Coordinate labeling data:
☆ ☆ ☆ ☆ ☆

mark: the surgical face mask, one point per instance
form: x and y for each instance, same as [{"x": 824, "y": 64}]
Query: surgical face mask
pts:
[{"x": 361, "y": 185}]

☆ ☆ ☆ ☆ ☆

**PROBLEM DESCRIPTION**:
Above are the records; copy all of them exactly.

**FINISHED TASK**:
mark: the surgical face mask, one point per instance
form: x and y for each instance, same as [{"x": 824, "y": 64}]
Query: surgical face mask
pts:
[{"x": 361, "y": 185}]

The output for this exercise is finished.